EXERCISE DIRECTIONS:
In the forum thread about the Wallerholz, what is the sound of the bubbles the stick makes supposed to cause?

SELECTED TEXT:

# Wallerholz



## Saildog (Aug 2, 2004)

On a recent trip to Germany, I made it a point to stop at a tackle shop and see how people on the other side of the pond fish. One thing that I saw that I didn't understand was a "Wallerholz"...which is a funny shaped stick. Kind of like a hatchet handle, but bent. I couldn't find anyone who could speak English any better than my German (which is enough to start a good bar fight), so I looked it up on the internet:

http://www.fachversand-stollenwerk.de/modules.php?name=News&file=article&sid=195

A Waller is a relative of the catfish, but with a tail that more resembles a bowfin. They get huge (bigger than a flathead) and ugly. The Wallerholz is supposed to be dragged back and forth in the water at a specific speed and angle. The sound of the bubbles the stick makes is supposed to cause the fish to rise. There are even different sticks for different species of Waller and catfish as well as different rivers. 

Now I'm not saying that I believe this crap. Just wanted to pass along what I saw...


----------



## shuvlhed1 (Apr 13, 2004)

Also called clonks


----------



## katfish (Apr 7, 2004)

Saildog

The fish you are referring to are Wels catfish(Silurus glanis ). They do indeed get large.
Their bottom jaw protrudes which allows them to attack baitfish much better than US catfish.

PROVIDED MATERIAL:
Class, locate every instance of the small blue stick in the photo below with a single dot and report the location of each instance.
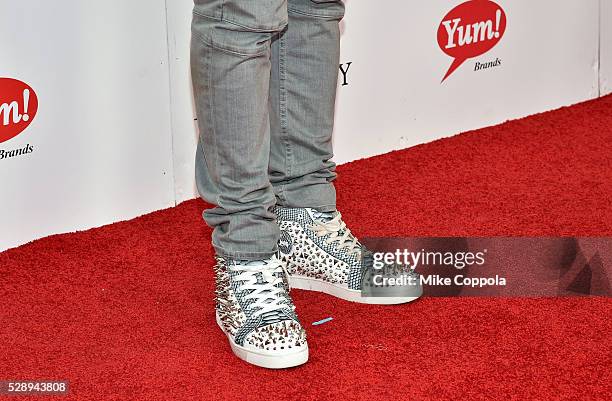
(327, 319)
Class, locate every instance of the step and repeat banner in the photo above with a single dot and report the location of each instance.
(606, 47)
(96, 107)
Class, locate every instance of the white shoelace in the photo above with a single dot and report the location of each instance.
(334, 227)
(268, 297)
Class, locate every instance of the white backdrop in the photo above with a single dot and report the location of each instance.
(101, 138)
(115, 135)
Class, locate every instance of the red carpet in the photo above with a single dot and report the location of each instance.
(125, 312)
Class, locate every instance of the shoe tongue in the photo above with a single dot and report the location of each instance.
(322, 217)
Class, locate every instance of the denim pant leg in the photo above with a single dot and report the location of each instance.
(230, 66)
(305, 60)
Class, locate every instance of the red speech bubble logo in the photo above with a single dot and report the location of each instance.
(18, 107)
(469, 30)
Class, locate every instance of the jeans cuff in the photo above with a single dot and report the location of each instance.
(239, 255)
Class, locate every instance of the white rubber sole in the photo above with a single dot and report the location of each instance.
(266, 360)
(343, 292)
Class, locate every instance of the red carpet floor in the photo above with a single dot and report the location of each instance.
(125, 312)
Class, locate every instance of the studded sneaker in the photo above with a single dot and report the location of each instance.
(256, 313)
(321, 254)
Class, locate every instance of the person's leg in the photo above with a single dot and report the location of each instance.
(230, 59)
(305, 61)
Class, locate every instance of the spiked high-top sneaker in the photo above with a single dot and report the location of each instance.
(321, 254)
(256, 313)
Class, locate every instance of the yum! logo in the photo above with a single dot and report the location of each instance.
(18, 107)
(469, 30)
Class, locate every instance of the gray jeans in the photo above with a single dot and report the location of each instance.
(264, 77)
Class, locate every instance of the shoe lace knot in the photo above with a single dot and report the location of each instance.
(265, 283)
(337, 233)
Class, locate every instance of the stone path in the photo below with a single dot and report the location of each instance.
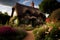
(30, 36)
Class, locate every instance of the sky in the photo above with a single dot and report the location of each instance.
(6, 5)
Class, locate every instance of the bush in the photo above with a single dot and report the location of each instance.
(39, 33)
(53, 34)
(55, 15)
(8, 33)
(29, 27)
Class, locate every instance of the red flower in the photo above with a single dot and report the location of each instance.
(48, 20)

--

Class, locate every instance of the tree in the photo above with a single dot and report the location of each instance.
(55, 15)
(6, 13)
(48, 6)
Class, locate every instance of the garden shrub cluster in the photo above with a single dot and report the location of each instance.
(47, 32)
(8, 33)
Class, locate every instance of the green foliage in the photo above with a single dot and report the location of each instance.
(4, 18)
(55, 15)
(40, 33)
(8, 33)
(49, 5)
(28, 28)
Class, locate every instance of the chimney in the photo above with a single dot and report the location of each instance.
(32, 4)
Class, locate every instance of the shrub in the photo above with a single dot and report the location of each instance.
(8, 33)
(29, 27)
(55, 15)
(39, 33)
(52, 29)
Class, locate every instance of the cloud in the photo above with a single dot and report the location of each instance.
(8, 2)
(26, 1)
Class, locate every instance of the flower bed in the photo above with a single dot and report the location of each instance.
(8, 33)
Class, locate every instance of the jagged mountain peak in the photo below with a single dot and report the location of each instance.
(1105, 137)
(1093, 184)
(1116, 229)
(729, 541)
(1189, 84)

RESPONSE TO THIS EXERCISE:
It is supposed to cause the fish to rise.